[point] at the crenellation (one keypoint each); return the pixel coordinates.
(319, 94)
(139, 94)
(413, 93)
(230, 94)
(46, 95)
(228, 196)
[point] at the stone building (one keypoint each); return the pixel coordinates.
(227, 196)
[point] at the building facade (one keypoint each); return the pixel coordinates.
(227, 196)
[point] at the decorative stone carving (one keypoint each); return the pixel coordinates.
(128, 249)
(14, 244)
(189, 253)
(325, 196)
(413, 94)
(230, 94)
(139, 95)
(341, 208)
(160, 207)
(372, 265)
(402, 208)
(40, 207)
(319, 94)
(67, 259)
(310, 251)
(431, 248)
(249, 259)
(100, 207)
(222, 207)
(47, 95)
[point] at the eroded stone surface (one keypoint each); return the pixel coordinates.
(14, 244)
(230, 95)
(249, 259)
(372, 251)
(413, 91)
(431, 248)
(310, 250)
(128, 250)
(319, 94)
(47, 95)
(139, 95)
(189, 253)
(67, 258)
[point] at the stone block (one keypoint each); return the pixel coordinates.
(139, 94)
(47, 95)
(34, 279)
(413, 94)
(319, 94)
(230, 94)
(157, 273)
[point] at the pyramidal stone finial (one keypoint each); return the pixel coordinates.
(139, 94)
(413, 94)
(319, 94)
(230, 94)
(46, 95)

==

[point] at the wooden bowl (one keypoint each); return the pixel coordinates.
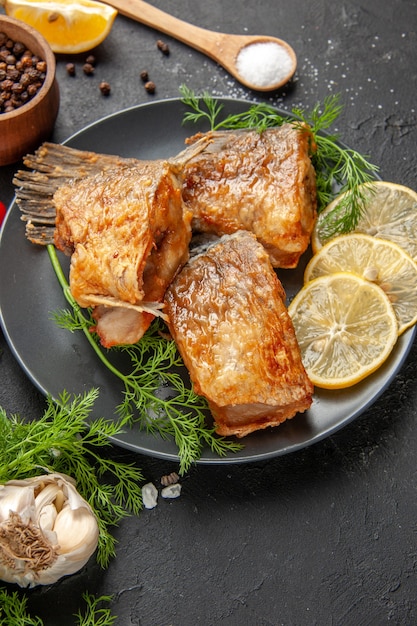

---

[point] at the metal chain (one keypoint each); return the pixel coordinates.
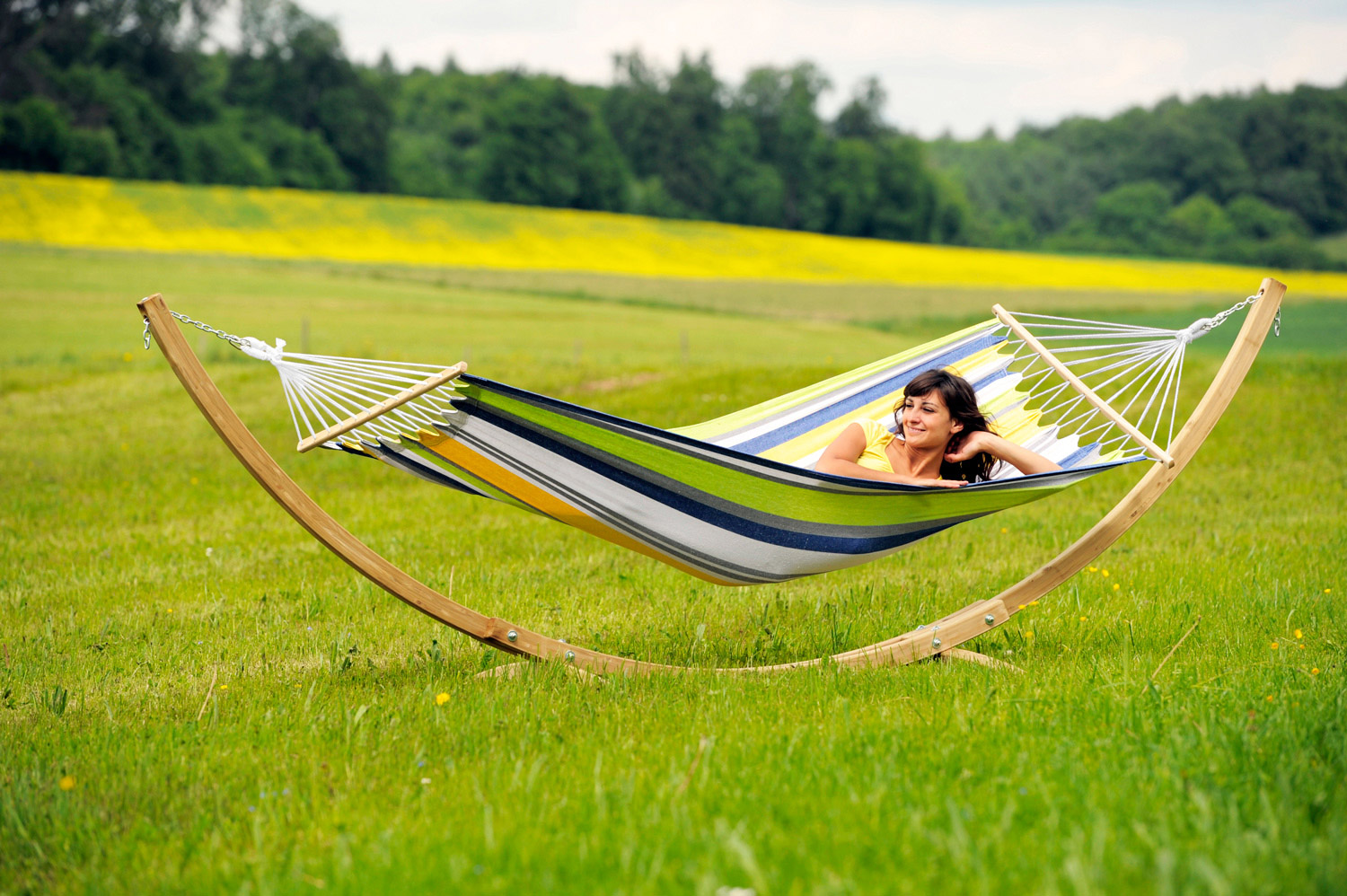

» WHAT TO DO:
Find every line in the listing that contains the word "coordinates" and copy each one. Matches must have the same capitalization.

» ANSWER FOR THE TASK:
[point] at the crenellation (one keypoint each); return the pixel coordinates.
[point] at the stone building (one keypoint each); return the pixel coordinates.
[point] at the building facade (one keypoint each); return the pixel coordinates.
[point] at the decorative stone carving (one keypoint each); return the pixel coordinates.
[point] at the eroded stone surface (one keypoint each); return the pixel coordinates.
[point] at the stone block (one keypoint each); return the pixel coordinates.
[point] at the pyramidal stone finial (one keypoint each); return the pixel coordinates.
[point] at the wooden bowl (one keypoint each); return the pixel coordinates.
[point] at the metal chain (one keypoint each); return the pixel coordinates.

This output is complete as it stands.